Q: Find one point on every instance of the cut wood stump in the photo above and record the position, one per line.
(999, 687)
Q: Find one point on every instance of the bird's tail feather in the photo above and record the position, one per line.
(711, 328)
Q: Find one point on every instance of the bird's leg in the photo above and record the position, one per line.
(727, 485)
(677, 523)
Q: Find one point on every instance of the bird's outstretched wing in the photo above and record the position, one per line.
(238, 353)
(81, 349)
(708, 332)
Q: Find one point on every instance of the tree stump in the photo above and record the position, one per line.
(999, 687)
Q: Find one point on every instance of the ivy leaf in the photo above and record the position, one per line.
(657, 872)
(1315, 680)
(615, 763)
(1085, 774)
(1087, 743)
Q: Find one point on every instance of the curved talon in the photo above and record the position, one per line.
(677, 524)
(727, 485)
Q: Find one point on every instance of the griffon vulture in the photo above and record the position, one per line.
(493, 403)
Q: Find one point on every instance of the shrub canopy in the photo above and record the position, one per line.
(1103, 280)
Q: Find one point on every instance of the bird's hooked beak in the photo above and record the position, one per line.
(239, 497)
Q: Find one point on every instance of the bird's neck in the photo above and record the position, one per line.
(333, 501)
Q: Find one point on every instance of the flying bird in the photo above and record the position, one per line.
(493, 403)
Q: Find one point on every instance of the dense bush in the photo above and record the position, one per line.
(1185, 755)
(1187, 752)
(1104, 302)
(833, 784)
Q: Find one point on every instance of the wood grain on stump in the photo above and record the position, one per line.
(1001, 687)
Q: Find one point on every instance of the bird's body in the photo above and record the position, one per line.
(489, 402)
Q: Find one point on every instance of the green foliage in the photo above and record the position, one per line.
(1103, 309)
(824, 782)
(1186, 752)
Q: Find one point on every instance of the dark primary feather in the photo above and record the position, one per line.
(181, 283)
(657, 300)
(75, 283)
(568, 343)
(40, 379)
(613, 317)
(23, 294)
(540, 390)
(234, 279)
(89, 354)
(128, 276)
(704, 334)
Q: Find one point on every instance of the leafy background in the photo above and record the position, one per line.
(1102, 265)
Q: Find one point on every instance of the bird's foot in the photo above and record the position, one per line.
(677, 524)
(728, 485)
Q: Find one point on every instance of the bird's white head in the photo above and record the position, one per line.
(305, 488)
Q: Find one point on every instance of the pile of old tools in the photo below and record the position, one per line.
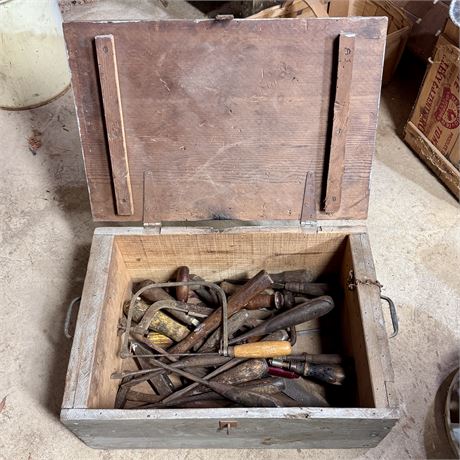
(194, 348)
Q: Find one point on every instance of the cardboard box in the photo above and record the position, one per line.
(399, 27)
(433, 127)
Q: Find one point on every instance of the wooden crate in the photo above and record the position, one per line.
(433, 126)
(227, 122)
(293, 9)
(399, 26)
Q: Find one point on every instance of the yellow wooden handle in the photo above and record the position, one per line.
(261, 350)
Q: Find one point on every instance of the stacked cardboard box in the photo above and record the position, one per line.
(433, 127)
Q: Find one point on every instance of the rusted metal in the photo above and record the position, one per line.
(275, 300)
(321, 358)
(155, 294)
(311, 289)
(292, 276)
(154, 319)
(237, 395)
(182, 275)
(252, 369)
(329, 373)
(277, 372)
(124, 353)
(303, 312)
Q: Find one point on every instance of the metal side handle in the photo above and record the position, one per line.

GIVEN PROBLEM |
A faithful copy of the records above is needed, with the pictures left out.

ANSWER TO THIS TASK |
Q: Find one point on every instance of the cut wood stump in the photo above and record the position, one per line.
(999, 687)
Q: Find one point on every instance of the bird's tail feather in the photo above and record the position, one per line.
(711, 328)
Q: Find one point on every instance of the bird's leg in the photo above and record the position, one per line.
(727, 485)
(677, 523)
Q: Find one point on every instance of the bird's outstretched wing in the photo above and record the position, one per line.
(238, 353)
(81, 349)
(708, 332)
Q: Find one point on every instance of the tree stump in the photo above and record the position, one per line.
(999, 687)
Q: Find one point on every instance of the ivy leaf in the photo above and record the position, one per line.
(657, 872)
(1315, 680)
(615, 763)
(1085, 774)
(1087, 743)
Q: Find one point on every instance of the curved talon in the photo above and record the position, one per line.
(677, 524)
(727, 485)
Q: Find one point on every instance of the griffon vulture in the photo above and record the position, one per line.
(493, 403)
Q: Find one point on every instance of the shrub canopy in the photo above and record the position, one per line.
(1103, 280)
Q: Find one point on every instance of the bird's hooked beak in the photo above and record the position, one per line.
(239, 497)
Q: Find one point on every instance of the bird's neck in the photo above and record the position, one per line.
(333, 501)
Q: Find one point on every instance of the flying bird in the photo above and record the position, one per line.
(493, 403)
Q: Find one point on every instance of the dense bush in the photo above and record the position, one per line.
(1185, 755)
(1187, 752)
(1104, 302)
(833, 784)
Q: Find one point on every instance of the wood grain on stump in the photo above and record the position, one per line.
(1001, 687)
Q: Find one point on every instance of the bird's body in the photo above and record the position, one per line.
(489, 402)
Q: Find one point on every instance of the green foliage in the photo above and record the position, one per line.
(1103, 309)
(824, 782)
(1186, 752)
Q: Find one point on every instance of the dark primary feather in the photo above and record the position, one per line.
(181, 283)
(657, 300)
(75, 283)
(568, 343)
(40, 379)
(613, 317)
(23, 294)
(540, 390)
(234, 279)
(89, 354)
(128, 276)
(704, 334)
Q: Find one point on every instance of the leafy background in the photo above and record the position, one per line.
(1102, 265)
Q: Find one point on every instance of the bird's foot in the photo above and record the position, one per line.
(677, 524)
(728, 485)
Q: Find one point on every instance of the bird's white head in the photo above and record the position, one per line.
(305, 488)
Q: Find one point on every instance of the pile of old tools in the photo below and record the position, one per line.
(194, 348)
Q: Find one point on every instance of the cardboard box in the photo above and record the position, one per line.
(399, 27)
(433, 127)
Q: Find one point on every instance of the wooden crate in the photo above and record the position, one per line.
(433, 126)
(227, 122)
(293, 9)
(399, 26)
Q: Find one point on every instance of the yellow wooden handle in the photo above and record the position, one per line.
(261, 350)
Q: Find one point on every instance of the stacked cardboard box in the photo above and record the position, one per line.
(433, 127)
Q: Find one point on every instance of the rusted metal in the photo above and record the position, one per line.
(275, 300)
(321, 358)
(155, 294)
(311, 289)
(292, 276)
(154, 319)
(237, 395)
(182, 275)
(252, 369)
(329, 373)
(277, 372)
(124, 353)
(303, 312)
Q: Find one point on every instance of the metal side handle in the photo above and record the position, one per line.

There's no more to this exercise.